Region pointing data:
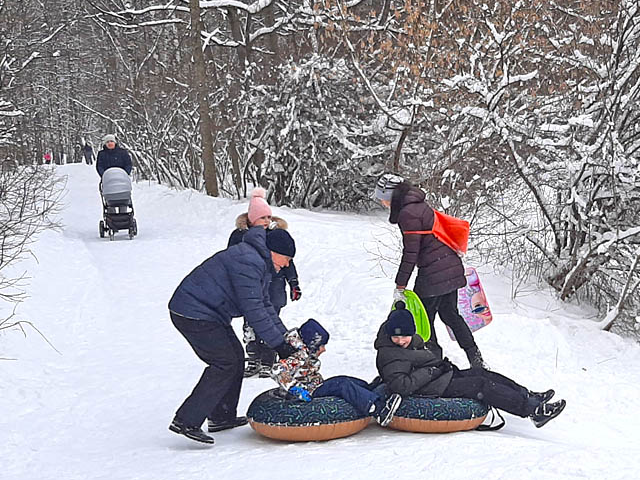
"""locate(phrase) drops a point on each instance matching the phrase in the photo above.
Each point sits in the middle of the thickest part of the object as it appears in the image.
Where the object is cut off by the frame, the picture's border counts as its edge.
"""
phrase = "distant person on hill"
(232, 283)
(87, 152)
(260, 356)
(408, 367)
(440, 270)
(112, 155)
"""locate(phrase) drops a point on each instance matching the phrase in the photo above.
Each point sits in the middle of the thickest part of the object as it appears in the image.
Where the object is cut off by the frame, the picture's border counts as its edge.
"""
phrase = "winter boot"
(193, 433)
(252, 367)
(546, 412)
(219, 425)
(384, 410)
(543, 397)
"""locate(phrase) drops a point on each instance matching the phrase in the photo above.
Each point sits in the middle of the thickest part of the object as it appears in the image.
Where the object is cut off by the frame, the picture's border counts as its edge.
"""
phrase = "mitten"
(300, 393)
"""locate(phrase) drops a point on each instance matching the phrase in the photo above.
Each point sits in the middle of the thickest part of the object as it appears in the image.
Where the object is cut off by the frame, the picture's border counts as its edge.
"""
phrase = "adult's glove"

What the task requires: Copy all of the data above exactly. Leave out every picture.

Answer area:
"""locate(phrase) drops a point on each instance matching the phrase in the photo above.
Each point sits in the middle of the thickest part of the object as it appears in the image.
Where the object is cut off by the frame, the picture's border counts as its edge.
"""
phrase = "distant person on hill"
(232, 283)
(87, 152)
(260, 356)
(408, 367)
(440, 270)
(112, 155)
"""locate(phrase) drops a point on each instance matching the phrase in the photo above.
Each point sits in the middle of the thickest part of the object as it appears in the image.
Where the object is cut off by the frame, the picture's border counts as its edge.
"""
phrase = "winter boot"
(193, 433)
(252, 367)
(546, 412)
(219, 425)
(384, 410)
(543, 397)
"""locate(phrase) drops a point on each instance matching the phrase in the photo above.
Each point sits in the middle of the thickest part of the object as it appears in the image.
Where the object is cut off by the frame, the picture's border counts as its edge.
"""
phrase = "mitten"
(300, 393)
"""locate(phrase) drops a point on each instance matching the phrase in the photo above.
Each point sits in the middle of the thickest part of the object as it appears in the image.
Where the object is cut off by the frame, the picture's border counts as its edge.
"""
phrase = "adult's glove"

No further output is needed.